> **ЗАДАНИЕ**: Допишите приведенный ниже текст об ответе царя Иоанна Курбскому, начав сразу после его последнего предложения.

> **ТЕКСТ ДЛЯ ЧТЕНИЯ**:
Письмо, несомненно, написано с большим искусством. Оно уснащено массою цитат из истории и Священного Писания и от начала до конца проникнуто тонким схоластическим духом. Но где то место, где та фраза, которые говорили бы нам о величии души, где благородство мыслей, выражений чувства? Насмешки грубы, ложь и самовосхваление беззастенчивы. Особенно поучительна эта язвительность, это желание во что бы то ни стало уколоть противника, эти упреки в незначительности происхождения. Говоря о Сильвестре и Адашеве, царь то просто ругается, то старается очернить их всевозможными клеветническими хитросплетениями. За собой, на бумаге по крайней мере, не видит никакой вины и громогласно объявляет все свои жестокости и казни проявлением высшей справедливости. Блеск ума, повторяю, виден, но благородство отсутствует, нет и признаков его. Характерно то, что ответ Иоанна Курбскому разросся в целую книгу. Очевидно, он долго обдумывался, долго подбирались цитаты и слова язвительные, долго обсуждалось достоинство того или другого аргумента. Собственно, царь не оправдывается: он пишет себе самый беззастенчивый панегирик и вместе с тем упражняется в стиле. Искусственный характер аргументации не позволяет в этом усомниться. Царь столько же заботился об убедительности, сколько и о том, чтобы те, которым придется читать его произведение, пришли в восторг от его учености, остроумия, его красноречия… Курбский презрительно ответил ему, упрекая, между прочим, в “жалком суесловии”. С этим упреком трудно не согласиться.

> **СОДЕРЖИМОЕ НАБОРА**:
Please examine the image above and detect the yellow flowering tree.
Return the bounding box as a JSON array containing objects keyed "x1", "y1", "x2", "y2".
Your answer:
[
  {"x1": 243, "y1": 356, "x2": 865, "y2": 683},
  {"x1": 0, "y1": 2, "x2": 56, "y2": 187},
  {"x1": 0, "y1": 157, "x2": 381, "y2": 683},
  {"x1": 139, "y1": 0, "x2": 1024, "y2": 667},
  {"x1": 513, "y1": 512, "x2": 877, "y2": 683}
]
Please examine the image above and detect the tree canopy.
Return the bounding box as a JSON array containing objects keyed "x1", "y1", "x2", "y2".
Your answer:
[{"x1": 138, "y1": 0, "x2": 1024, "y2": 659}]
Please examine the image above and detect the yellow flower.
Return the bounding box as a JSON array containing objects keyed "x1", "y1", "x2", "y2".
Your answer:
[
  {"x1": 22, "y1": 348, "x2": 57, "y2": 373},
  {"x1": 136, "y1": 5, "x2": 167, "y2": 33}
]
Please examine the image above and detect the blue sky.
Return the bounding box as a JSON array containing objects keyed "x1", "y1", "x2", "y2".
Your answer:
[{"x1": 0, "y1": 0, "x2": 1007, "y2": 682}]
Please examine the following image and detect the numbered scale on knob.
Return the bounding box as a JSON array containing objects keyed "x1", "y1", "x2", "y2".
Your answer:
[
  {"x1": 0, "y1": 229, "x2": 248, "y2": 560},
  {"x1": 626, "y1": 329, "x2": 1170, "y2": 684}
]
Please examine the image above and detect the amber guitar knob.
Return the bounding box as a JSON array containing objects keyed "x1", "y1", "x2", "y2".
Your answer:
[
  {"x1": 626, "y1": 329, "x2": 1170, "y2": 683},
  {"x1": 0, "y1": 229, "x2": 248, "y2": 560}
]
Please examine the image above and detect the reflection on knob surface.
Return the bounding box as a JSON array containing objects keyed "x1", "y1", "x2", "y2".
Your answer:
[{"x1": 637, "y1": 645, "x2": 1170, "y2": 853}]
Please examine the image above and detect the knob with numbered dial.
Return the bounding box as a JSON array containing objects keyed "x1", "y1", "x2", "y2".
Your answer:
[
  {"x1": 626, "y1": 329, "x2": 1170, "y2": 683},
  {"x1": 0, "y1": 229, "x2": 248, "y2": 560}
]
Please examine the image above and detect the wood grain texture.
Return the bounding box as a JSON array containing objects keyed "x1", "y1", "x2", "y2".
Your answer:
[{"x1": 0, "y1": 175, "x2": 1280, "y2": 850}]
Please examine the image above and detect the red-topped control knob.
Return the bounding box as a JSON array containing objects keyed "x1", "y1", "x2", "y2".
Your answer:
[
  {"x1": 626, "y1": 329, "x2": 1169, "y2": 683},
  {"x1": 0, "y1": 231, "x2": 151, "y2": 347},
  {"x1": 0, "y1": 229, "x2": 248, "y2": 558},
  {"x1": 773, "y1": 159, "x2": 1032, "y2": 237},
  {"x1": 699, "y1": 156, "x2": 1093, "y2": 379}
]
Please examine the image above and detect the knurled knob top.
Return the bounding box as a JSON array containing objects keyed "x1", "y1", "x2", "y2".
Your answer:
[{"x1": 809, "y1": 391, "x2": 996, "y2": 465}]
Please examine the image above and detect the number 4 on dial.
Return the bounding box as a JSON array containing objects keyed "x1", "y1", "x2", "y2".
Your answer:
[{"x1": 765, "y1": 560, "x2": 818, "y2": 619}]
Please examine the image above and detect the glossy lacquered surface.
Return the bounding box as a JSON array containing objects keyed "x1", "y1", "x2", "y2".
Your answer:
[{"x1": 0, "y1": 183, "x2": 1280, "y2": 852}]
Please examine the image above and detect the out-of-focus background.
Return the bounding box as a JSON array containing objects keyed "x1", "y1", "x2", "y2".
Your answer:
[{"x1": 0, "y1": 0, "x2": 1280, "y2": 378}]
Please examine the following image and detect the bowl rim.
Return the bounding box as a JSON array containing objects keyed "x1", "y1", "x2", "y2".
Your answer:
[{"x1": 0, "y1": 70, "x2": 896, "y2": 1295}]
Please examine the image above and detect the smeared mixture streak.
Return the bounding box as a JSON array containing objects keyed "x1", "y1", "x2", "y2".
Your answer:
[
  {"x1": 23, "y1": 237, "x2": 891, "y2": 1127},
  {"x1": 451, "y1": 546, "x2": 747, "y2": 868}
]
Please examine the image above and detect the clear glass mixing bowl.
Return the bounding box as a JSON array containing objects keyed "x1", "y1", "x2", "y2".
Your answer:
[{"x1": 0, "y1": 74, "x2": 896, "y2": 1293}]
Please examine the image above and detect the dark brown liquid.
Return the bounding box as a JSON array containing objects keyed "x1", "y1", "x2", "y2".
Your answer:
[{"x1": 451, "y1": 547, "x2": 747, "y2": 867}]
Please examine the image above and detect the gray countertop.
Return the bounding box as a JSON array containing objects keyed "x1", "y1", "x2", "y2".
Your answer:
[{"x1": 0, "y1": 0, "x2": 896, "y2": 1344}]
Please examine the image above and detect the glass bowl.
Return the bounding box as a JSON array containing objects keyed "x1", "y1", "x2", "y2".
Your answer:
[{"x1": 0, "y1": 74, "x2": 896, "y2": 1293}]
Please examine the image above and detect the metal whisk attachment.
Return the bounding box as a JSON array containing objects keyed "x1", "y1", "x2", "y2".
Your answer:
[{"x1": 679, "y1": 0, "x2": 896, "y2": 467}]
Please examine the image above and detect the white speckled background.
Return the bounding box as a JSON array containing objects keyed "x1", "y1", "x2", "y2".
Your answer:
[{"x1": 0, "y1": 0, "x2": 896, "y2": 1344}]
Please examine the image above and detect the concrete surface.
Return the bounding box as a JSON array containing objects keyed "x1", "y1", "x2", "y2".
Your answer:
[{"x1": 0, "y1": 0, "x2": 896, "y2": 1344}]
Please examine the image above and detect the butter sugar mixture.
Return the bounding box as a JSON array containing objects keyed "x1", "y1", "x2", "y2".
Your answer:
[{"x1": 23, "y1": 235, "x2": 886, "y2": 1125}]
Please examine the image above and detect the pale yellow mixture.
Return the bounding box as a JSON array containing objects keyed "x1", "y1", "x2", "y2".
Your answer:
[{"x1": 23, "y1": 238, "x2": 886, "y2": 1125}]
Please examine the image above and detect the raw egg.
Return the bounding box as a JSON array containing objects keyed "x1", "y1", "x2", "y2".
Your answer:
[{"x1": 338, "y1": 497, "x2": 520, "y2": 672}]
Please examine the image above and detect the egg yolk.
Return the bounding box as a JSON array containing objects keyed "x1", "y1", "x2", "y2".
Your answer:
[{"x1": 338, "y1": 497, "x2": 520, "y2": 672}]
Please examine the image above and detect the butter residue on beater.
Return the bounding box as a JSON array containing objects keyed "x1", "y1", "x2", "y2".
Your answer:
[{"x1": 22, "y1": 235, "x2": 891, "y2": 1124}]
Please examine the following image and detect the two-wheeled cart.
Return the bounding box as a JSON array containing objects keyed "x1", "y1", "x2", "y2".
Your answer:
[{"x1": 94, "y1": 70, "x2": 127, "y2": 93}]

> **РЕЗУЛЬТАТ ЗАДАНИЯ**:
В начале зимы 1564 года Москва неожиданно узнала, что царь едет куда-то с ближними своими дворянами, приказными и воинскими людьми, поименно созванными для этого из самых отдаленных городов вместе с женами и детьми. 3 декабря рано утром явилось на Кремлевской площади множество саней: в них сносили из дворца золото и серебро, святые иконы, кресты, драгоценные сосуды, одежду и деньги. Духовенство, бояре ждали в это время царя в церкви Успения; он пришел и велел митрополиту служить обедню, молился с усердием, принял благословение, милостиво дал целовать свою руку боярам, чиновникам, купцам, затем сел в сани с царицею, двумя сыновьями, своими любимцами-боярами и, провожаемый целым полком вооруженных всадников, уехал в село Коломенское. Здесь за распутьем он прожил около двух недель, никому ничего не разъясняя из дальнейших своих планов. Из Коломенского царь перебрался в село Тайнинское и наконец в Александровскую слободу, где и остановился окончательно. В Москве между тем никто не знал, что думать о таинственном путешествии государя; все ждали чего-нибудь чрезвычайного и, без сомнения, нерадостного. Так прошел месяц.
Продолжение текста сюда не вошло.